## Listed records

===

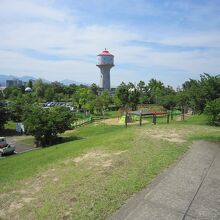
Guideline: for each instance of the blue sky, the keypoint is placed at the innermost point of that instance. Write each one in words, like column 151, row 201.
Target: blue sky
column 170, row 40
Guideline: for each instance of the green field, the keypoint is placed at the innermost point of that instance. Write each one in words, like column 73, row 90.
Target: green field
column 96, row 170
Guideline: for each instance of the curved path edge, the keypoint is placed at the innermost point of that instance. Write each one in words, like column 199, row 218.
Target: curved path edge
column 189, row 189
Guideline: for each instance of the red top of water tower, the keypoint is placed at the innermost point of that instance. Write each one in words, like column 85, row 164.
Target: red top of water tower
column 105, row 53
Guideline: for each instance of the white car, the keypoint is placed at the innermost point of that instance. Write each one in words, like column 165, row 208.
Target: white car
column 5, row 148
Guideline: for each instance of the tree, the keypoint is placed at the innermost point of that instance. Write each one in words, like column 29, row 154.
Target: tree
column 45, row 123
column 213, row 110
column 4, row 115
column 122, row 95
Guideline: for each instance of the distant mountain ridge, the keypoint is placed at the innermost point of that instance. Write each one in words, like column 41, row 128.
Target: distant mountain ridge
column 26, row 78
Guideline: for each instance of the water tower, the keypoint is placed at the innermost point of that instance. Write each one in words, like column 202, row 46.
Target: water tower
column 105, row 61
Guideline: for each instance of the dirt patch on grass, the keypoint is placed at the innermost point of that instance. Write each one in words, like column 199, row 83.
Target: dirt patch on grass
column 97, row 158
column 31, row 193
column 170, row 135
column 115, row 121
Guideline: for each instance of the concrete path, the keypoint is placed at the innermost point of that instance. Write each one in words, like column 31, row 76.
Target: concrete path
column 188, row 190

===

## What the exercise asks
Reproduce the data above without a single change, please, but without its pictures.

## Task output
Guideline: for each instance of the blue sky, the keypoint is placed at the innermost point of that instance. Write each one in words, like column 151, row 201.
Target: blue sky
column 170, row 40
Guideline: for each instance of the green field, the keypoint is placed at the innermost point of that instance. Write each one in words, like column 73, row 90.
Target: green field
column 96, row 170
Guideline: for each instance of the curved path edge, the keypoint is placed at the innermost point of that instance. Write each one in words, like column 199, row 218.
Target: curved path edge
column 189, row 189
Guideline: for each instance of the red top of water tower, the keypoint is placed at the innermost point of that instance. Write each one in words, like column 85, row 164.
Target: red top of water tower
column 105, row 53
Guideline: for each instance of the white car, the keypoint is placed at the innermost point of that instance. Write each one in words, like column 165, row 208.
Target: white car
column 5, row 148
Guideline: for each instance of the tree, the keypoint is placed at the innermost point of that instance. Write each one in words, like column 29, row 154.
Target: tree
column 45, row 123
column 213, row 110
column 4, row 115
column 122, row 95
Guideline: for each instance of the distant mountain ridge, the keypoint is placed at the innermost point of that instance. Write each one in words, like column 41, row 128.
Target: distant mountain ridge
column 26, row 78
Guideline: for each instance of the water tower, the keypoint is placed at the innermost point of that instance. Write each one in words, like column 202, row 46.
Target: water tower
column 105, row 61
Guideline: for each instance of the dirt patch on grass, the keypoint is placed at the innermost point of that instance. Write each one in words, like column 199, row 83.
Target: dirt patch on grass
column 97, row 158
column 31, row 193
column 170, row 135
column 115, row 121
Guideline: for each instance of the concrete path, the keypoint is placed at the innermost point of that instance. Write each one in words, like column 31, row 76.
Target: concrete path
column 188, row 190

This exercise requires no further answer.